----- RECORDS FOR PROCESSING -----
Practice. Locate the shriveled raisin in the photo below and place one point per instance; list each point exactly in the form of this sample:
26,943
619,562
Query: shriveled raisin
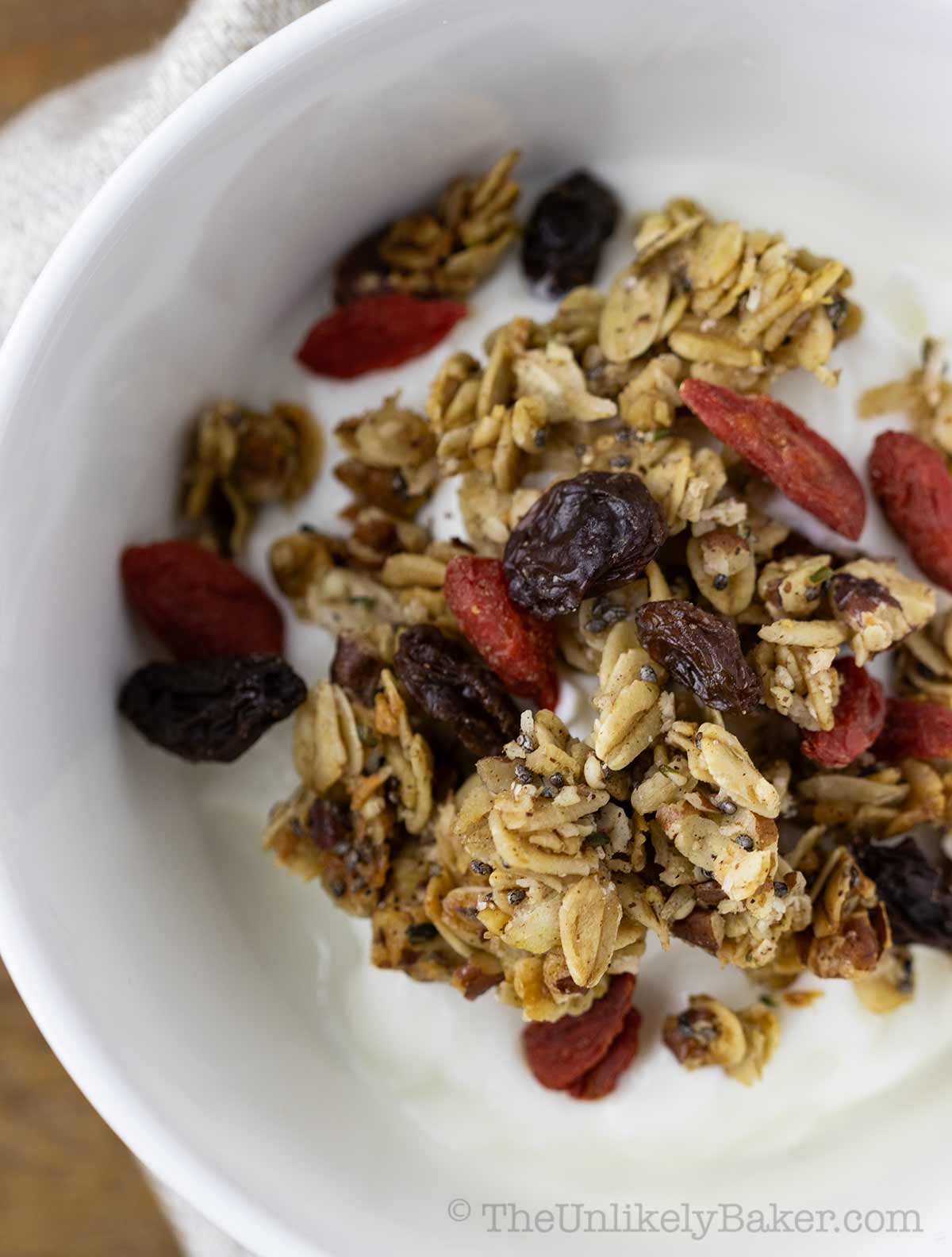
917,899
211,710
566,233
198,604
466,698
858,719
583,537
915,731
915,489
355,667
362,271
518,648
701,652
562,1052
-----
**AIM OF THE TASK**
Rewrite the data above with every "shriveled raisin" changed to "wrinkled raisin" and nothing else altered. Omit the pictures from your version.

**THE RESPONSE**
Practice. Locate the wrinkled raisin in the photo below and place one point per instance; list each point exactly in the form of this sample:
26,943
619,562
Query: wrinkled raisin
917,899
211,710
566,233
198,604
466,698
858,719
583,537
915,731
915,489
355,667
362,271
518,648
701,652
562,1052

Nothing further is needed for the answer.